• Textauszug:
▼
Suche nach einer höheren Ordnung

11.01.2007
Der Erkenntnisfortschritt in der modernen Kosmologie hat das Staunen über "das Wunder des Universums" nicht geringer werden lassen. Im Gegenteil: Einsichten in die bizarre Unwahrscheinlichkeit des gesamten uns bekannten Kosmos und seiner Entwicklung haben die Fragen nach dem Zusammenhang des Ganzen verstärkt. Das Buch lotet spannend die Grenzen naturwissenschaftlicher Weltbeschreibung aus und diskutiert dabei religiöse Weltsichten.
Gerhard Börner ist einer der Senior-Wissenschaftler am Max-Planck-Institut für Astrophysik in Garching nördlich von München. Dort kümmert er sich vor allem um das frühe Universum und die Entstehung der Galaxien. Dies muss man vorausschicken, um das bemerkenswerte Buch richtig einzuschätzen. Börner hat da nämlich etwas niedergeschrieben, was der wissenschaftliche Knigge dem Astrophysiker verbietet. Er stellt unerlaubte Fragen und kommt dabei prompt zu ungewohnten Antworten. Zu Antworten, die einen auf bestimmte Weise mit dem Kosmos versöhnen.

Der Mensch in seinem Kosmos ist eine Provokation. Das Weltall ist alles andere als empfänglich für etwas wie Leben. Doch sind die Naturkonstanten gerade so fein ausjustiert, dass Platz für Leben ist. Aber nur in unbedeutenden Nischen und als absolute Ausnahme.
▲
• Schriftliche Aufgabe 1: An welchem Institut ist Gerhard Börner laut dem Textauszug als Senior-Wissenschaftler tätig?
• Schriftliche Aufgabe 2: Wie lässt sich der Textauszug in zwei Sätzen zusammenfassen?

• Bereitgestellte Daten:
▼
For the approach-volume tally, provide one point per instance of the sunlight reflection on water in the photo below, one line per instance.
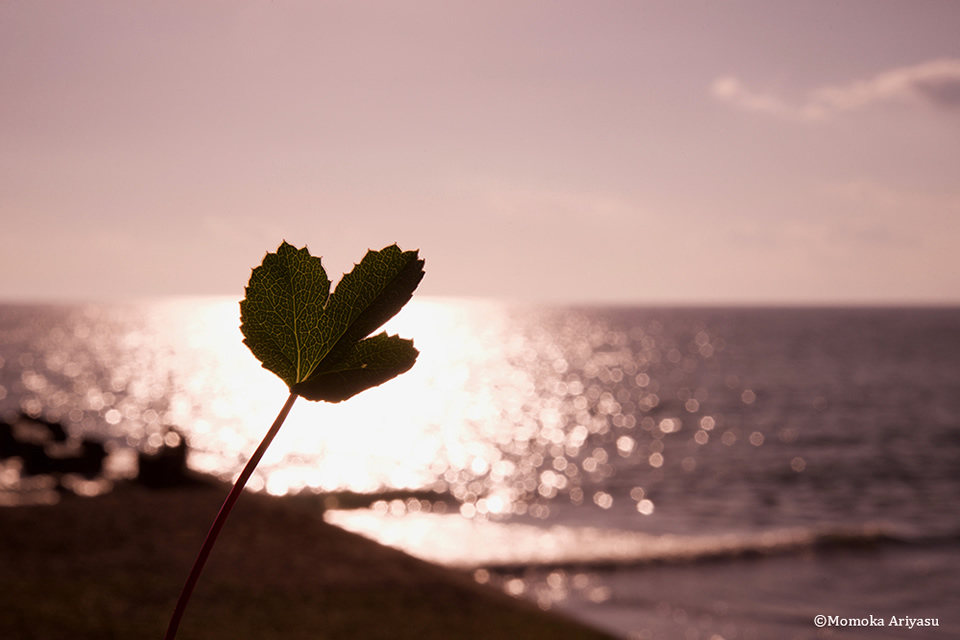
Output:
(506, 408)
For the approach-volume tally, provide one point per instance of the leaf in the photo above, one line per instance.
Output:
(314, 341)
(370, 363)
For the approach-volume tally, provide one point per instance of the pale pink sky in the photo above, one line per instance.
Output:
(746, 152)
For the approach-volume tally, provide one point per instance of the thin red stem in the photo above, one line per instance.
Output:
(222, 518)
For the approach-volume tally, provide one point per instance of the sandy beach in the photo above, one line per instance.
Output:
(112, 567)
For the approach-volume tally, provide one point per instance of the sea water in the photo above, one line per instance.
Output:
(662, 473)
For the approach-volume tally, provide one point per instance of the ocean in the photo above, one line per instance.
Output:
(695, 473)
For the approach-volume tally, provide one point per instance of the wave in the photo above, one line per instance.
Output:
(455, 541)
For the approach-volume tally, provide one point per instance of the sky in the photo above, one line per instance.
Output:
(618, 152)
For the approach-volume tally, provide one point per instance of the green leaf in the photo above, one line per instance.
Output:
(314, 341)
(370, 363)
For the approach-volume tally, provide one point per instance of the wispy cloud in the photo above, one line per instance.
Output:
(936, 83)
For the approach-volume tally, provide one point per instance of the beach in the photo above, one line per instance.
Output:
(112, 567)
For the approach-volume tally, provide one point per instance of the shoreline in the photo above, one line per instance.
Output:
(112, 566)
▲
• Lösung der Aufgabe 1: Am Max-Planck-Institut für Astrophysik in Garching nördlich von München.

• Lösung der Aufgabe 2: Das Buch von Gerhard Börner, Senior-Wissenschaftler am Max-Planck-Institut für Astrophysik, lotet die Grenzen naturwissenschaftlicher Weltbeschreibung aus und diskutiert dabei religiöse Weltsichten. Börner stellt darin Fragen, die der wissenschaftliche Knigge einem Astrophysiker verbietet, und kommt zu ungewohnten Antworten.